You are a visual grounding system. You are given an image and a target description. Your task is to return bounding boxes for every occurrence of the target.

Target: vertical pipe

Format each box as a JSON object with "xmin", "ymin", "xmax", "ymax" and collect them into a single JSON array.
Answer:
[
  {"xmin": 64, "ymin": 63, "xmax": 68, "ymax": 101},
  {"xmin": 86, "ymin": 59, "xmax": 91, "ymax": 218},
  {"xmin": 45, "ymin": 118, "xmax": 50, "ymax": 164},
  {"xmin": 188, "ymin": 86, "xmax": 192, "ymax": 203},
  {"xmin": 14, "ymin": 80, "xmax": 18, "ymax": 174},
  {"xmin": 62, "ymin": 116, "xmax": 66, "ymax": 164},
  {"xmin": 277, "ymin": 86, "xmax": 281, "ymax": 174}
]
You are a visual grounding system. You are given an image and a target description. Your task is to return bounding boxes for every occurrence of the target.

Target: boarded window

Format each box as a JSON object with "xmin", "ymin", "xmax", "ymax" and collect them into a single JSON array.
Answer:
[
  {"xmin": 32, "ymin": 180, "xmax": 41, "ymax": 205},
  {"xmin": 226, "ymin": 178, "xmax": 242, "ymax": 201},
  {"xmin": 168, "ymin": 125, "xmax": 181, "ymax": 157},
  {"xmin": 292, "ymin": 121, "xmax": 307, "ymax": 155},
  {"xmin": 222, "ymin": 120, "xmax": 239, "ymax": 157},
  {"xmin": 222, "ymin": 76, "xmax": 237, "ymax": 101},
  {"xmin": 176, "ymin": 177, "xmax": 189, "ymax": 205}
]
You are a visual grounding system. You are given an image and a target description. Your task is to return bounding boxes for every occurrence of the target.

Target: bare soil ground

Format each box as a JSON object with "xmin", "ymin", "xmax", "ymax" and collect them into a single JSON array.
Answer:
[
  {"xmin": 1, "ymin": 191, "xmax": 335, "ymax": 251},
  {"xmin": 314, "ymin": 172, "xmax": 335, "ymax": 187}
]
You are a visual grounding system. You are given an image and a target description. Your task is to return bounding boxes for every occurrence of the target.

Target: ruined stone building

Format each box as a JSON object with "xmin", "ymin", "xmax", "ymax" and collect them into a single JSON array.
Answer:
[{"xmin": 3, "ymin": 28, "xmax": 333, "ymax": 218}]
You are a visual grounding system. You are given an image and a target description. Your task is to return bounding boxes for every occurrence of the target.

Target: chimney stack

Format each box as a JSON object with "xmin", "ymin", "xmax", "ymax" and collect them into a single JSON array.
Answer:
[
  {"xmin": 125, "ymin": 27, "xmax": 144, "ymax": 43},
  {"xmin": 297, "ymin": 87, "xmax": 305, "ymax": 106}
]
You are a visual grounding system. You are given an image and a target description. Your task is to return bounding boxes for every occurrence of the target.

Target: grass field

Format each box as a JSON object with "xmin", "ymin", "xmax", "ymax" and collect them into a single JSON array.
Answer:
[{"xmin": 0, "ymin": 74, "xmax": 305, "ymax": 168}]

**Problem to solve**
Transcribe the entries exactly, and make each line match the original.

**Task result**
You are a visual grounding system. You are given an image and a target description. Your task is to return bounding boxes for every occurrence of the target.

Target: vertical pipe

Format each box as a JSON object with "xmin", "ymin", "xmax", "ymax" and collect them into a single JSON array.
Answer:
[
  {"xmin": 64, "ymin": 63, "xmax": 68, "ymax": 101},
  {"xmin": 86, "ymin": 59, "xmax": 91, "ymax": 218},
  {"xmin": 45, "ymin": 118, "xmax": 50, "ymax": 164},
  {"xmin": 188, "ymin": 86, "xmax": 192, "ymax": 203},
  {"xmin": 14, "ymin": 80, "xmax": 18, "ymax": 174},
  {"xmin": 62, "ymin": 116, "xmax": 66, "ymax": 164},
  {"xmin": 277, "ymin": 86, "xmax": 281, "ymax": 174}
]
You are a visual grounding system. You are given an image and a target description. Your task is to return bounding boxes for every occurrence of the target.

Target: boarded window

Format each box as a JSON object with "xmin", "ymin", "xmax", "ymax" and collect them into a single JSON array.
Answer:
[
  {"xmin": 32, "ymin": 180, "xmax": 41, "ymax": 205},
  {"xmin": 226, "ymin": 178, "xmax": 242, "ymax": 201},
  {"xmin": 168, "ymin": 125, "xmax": 181, "ymax": 157},
  {"xmin": 292, "ymin": 121, "xmax": 307, "ymax": 155},
  {"xmin": 222, "ymin": 120, "xmax": 239, "ymax": 157},
  {"xmin": 222, "ymin": 76, "xmax": 237, "ymax": 101},
  {"xmin": 176, "ymin": 177, "xmax": 189, "ymax": 205}
]
You are a visual grounding system. You are given an image and a target description. Your task is to return bounding boxes for every occurrence of the target.

Target: bare soil ground

Format each box as a JSON object with "xmin", "ymin", "xmax", "ymax" and collect them into a single JSON array.
Answer:
[
  {"xmin": 1, "ymin": 191, "xmax": 335, "ymax": 251},
  {"xmin": 314, "ymin": 172, "xmax": 335, "ymax": 187}
]
You are a visual grounding system. You are given an image and a target description. Your task is to return bounding boxes for every occurrence of the target.

Target: ruined stone building

Format each box as a JSON object with "xmin", "ymin", "xmax", "ymax" and collect them into a single JSON array.
Answer:
[{"xmin": 3, "ymin": 28, "xmax": 333, "ymax": 218}]
You are a visual grounding system. You are given an image and a target description. Your task is to return bounding boxes for every occurrence of the target.

Target: chimney stack

Format each box as a JSON object with "xmin", "ymin", "xmax", "ymax" and collect them into a single JSON array.
Answer:
[
  {"xmin": 125, "ymin": 27, "xmax": 144, "ymax": 43},
  {"xmin": 297, "ymin": 87, "xmax": 305, "ymax": 106}
]
You are a visual grounding system. You are given an image and a target description. Your task is to return bounding boxes for every occurrence of the target.

Target: grass field

Format each box as a JSON object with "xmin", "ymin", "xmax", "ymax" and collect them into a single JSON array.
Answer:
[{"xmin": 0, "ymin": 74, "xmax": 305, "ymax": 168}]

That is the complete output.